Referring expression pointing data:
■ ■ ■ ■

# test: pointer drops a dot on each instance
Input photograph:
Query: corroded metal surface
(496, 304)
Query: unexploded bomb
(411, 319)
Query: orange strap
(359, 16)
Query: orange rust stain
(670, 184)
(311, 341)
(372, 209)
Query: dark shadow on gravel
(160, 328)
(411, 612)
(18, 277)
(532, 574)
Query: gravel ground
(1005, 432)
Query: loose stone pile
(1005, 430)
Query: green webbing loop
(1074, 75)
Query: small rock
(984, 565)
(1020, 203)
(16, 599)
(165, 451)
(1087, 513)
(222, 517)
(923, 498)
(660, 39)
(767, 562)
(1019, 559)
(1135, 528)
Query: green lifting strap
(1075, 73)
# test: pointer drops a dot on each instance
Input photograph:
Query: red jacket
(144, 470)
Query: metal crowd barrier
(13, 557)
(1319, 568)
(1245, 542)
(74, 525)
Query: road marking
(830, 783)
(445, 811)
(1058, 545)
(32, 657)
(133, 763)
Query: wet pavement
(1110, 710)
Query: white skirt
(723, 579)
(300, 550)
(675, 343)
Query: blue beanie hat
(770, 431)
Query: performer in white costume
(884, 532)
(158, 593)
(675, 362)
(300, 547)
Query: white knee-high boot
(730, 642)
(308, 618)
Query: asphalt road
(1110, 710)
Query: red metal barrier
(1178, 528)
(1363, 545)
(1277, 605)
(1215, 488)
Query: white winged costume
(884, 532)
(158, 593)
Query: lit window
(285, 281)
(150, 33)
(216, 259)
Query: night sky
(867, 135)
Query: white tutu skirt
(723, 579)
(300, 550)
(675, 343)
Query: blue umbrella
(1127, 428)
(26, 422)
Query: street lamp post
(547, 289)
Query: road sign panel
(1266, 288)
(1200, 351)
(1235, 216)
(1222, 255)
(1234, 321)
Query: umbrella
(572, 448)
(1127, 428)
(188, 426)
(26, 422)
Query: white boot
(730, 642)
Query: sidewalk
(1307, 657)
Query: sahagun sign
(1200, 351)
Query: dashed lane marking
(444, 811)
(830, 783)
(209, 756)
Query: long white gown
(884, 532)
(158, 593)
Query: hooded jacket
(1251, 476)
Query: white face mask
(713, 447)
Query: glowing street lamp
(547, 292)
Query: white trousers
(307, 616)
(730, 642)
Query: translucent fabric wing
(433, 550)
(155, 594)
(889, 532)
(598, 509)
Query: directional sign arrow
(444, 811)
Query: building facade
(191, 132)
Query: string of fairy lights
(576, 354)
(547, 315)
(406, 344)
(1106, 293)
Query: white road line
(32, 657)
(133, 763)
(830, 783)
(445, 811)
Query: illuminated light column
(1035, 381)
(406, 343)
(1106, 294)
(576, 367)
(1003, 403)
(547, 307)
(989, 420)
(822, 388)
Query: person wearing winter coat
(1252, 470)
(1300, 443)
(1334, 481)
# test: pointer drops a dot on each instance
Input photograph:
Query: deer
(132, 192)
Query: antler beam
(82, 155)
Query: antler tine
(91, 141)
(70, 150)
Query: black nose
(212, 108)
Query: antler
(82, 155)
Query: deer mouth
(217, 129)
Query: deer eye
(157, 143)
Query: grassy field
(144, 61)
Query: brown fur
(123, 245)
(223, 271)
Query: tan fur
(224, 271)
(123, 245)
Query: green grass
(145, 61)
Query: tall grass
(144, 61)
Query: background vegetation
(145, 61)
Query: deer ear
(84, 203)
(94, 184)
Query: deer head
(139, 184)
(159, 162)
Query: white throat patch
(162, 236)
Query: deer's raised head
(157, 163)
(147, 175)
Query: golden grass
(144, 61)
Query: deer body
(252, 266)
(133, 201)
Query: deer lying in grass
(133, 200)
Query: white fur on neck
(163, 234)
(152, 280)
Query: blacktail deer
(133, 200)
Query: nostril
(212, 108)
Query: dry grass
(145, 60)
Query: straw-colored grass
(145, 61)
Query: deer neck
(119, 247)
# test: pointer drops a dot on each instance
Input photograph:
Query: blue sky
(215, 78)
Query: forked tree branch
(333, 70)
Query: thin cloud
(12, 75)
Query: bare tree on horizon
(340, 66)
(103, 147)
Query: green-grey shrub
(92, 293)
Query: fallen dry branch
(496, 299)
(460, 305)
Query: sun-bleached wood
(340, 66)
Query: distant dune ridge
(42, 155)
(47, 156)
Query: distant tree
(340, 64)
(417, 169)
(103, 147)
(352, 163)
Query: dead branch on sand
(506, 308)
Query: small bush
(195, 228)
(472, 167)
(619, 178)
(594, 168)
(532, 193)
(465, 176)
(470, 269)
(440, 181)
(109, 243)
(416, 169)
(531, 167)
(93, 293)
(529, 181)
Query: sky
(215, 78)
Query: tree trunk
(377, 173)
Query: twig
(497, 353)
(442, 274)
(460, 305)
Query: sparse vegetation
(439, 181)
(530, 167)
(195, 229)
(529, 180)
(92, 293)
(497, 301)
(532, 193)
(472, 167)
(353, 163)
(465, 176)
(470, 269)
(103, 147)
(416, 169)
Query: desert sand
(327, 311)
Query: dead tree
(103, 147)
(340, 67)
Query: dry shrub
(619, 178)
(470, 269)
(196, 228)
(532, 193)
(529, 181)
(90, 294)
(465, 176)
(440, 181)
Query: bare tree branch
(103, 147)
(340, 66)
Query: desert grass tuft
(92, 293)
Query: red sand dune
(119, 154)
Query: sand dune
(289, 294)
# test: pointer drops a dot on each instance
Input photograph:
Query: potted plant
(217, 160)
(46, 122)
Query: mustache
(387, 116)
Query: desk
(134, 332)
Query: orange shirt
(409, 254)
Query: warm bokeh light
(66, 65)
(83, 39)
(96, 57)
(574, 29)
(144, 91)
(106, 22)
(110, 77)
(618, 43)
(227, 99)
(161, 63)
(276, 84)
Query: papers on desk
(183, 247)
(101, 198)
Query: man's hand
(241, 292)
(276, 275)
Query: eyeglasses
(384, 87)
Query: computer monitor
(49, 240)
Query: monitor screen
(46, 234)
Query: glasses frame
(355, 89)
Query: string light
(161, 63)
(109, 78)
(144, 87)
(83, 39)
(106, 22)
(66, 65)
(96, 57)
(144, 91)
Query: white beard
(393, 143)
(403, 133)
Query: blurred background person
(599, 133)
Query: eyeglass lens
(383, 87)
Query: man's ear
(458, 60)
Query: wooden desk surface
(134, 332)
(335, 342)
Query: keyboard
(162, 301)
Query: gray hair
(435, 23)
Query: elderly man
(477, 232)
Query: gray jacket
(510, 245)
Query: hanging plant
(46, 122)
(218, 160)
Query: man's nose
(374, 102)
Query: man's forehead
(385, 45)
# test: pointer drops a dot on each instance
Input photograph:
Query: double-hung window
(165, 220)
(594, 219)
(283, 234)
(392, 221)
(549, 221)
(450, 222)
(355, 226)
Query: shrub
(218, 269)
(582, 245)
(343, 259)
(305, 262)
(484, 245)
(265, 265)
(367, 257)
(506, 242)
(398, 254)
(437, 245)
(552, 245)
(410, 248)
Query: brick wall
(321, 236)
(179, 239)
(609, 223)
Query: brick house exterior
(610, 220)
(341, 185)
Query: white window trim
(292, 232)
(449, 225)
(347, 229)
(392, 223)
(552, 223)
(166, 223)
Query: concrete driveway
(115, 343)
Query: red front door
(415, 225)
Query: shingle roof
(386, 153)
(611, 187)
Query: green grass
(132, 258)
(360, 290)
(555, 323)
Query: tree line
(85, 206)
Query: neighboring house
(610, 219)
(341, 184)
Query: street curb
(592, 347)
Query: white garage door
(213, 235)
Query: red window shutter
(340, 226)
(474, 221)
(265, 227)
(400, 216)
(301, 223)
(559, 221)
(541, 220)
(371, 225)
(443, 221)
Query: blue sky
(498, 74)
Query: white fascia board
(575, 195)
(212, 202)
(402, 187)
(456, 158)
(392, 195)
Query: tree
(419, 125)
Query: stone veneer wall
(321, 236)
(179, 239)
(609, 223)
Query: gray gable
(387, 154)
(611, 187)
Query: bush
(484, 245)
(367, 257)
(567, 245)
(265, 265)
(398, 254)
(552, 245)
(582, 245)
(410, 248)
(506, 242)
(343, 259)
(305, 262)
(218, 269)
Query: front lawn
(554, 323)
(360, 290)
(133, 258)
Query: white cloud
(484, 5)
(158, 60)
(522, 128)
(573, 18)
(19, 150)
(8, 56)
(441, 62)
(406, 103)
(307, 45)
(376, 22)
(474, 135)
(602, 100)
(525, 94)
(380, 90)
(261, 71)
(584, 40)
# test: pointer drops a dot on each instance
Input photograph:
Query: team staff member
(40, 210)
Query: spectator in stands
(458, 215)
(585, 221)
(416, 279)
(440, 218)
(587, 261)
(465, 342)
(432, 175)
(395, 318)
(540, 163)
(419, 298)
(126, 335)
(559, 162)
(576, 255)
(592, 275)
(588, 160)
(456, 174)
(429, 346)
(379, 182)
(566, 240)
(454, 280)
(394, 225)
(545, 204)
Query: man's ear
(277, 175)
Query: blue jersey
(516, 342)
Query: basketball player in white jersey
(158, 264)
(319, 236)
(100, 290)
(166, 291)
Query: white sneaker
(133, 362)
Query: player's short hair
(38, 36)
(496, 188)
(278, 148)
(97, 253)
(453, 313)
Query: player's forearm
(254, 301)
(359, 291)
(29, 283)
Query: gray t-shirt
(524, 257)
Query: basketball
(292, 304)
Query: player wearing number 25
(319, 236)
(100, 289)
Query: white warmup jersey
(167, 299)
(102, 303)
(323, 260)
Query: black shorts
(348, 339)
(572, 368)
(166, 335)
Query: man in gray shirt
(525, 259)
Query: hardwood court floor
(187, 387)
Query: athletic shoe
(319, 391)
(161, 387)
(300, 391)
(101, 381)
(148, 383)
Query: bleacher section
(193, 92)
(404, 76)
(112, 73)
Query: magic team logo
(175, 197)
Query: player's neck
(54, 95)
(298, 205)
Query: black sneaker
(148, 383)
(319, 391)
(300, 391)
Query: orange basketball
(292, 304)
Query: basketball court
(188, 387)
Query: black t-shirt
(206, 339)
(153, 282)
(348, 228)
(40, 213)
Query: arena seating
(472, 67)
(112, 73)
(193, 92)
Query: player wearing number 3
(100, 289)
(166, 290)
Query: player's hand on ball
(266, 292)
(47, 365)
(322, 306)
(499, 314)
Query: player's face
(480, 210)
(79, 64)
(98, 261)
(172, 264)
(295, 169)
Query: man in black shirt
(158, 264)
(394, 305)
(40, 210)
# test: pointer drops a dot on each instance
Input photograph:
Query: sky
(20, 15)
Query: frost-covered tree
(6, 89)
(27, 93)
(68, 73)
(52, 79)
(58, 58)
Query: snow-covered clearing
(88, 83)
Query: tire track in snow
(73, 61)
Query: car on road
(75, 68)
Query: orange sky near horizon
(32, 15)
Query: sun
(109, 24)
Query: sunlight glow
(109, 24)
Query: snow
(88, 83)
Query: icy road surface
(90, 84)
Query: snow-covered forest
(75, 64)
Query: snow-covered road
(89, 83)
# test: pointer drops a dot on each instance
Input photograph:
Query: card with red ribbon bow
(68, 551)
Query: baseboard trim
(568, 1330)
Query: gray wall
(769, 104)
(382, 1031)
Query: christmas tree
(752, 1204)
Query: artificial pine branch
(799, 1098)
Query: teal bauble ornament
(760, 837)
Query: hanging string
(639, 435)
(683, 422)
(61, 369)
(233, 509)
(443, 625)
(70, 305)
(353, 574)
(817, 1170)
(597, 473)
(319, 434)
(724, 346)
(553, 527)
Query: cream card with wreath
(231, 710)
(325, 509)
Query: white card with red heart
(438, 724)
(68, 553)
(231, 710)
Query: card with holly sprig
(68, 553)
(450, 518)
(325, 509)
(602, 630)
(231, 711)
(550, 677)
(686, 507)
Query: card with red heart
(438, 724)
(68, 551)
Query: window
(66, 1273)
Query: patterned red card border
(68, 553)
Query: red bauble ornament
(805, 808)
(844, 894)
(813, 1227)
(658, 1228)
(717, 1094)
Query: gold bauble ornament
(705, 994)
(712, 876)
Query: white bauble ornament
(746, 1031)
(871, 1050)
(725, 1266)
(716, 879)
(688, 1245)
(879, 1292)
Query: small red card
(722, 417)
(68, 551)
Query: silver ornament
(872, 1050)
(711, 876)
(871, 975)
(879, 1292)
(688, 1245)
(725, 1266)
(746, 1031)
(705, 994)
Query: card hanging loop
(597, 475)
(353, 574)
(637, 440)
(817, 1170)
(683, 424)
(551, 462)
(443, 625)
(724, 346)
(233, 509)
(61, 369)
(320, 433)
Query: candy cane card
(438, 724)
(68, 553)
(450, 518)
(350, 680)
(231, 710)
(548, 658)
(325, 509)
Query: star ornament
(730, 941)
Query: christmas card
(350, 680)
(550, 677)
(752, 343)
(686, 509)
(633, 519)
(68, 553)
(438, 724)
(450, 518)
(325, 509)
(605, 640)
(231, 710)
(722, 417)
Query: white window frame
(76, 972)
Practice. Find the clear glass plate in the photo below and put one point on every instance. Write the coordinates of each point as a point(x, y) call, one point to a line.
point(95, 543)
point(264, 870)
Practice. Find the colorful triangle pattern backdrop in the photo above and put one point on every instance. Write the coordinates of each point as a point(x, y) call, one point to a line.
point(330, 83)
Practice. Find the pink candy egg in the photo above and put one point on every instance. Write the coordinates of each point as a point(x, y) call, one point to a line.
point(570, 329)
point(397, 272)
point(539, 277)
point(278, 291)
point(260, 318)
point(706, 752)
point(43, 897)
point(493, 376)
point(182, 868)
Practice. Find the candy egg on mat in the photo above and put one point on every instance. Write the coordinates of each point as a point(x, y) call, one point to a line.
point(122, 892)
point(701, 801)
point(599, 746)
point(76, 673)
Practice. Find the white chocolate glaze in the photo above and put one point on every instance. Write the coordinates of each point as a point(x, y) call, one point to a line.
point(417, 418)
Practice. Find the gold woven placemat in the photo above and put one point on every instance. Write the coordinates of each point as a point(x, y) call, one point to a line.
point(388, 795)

■ ■ ■ ■

Work task: Nothing but the lines from the one with "Practice. Find the white" through the final line of the records may appear in the answer, and each must be transcribed exactly.

Answer below:
Practice. Find the white chocolate glaze in the photo above and put one point on every instance. Write the coordinates of each point as a point(x, y) call, one point to a line.
point(417, 418)
Practice. Find the gold woven placemat in the photo above and put one point on every instance. Write the coordinates of each point as a point(x, y) call, one point to a line.
point(388, 795)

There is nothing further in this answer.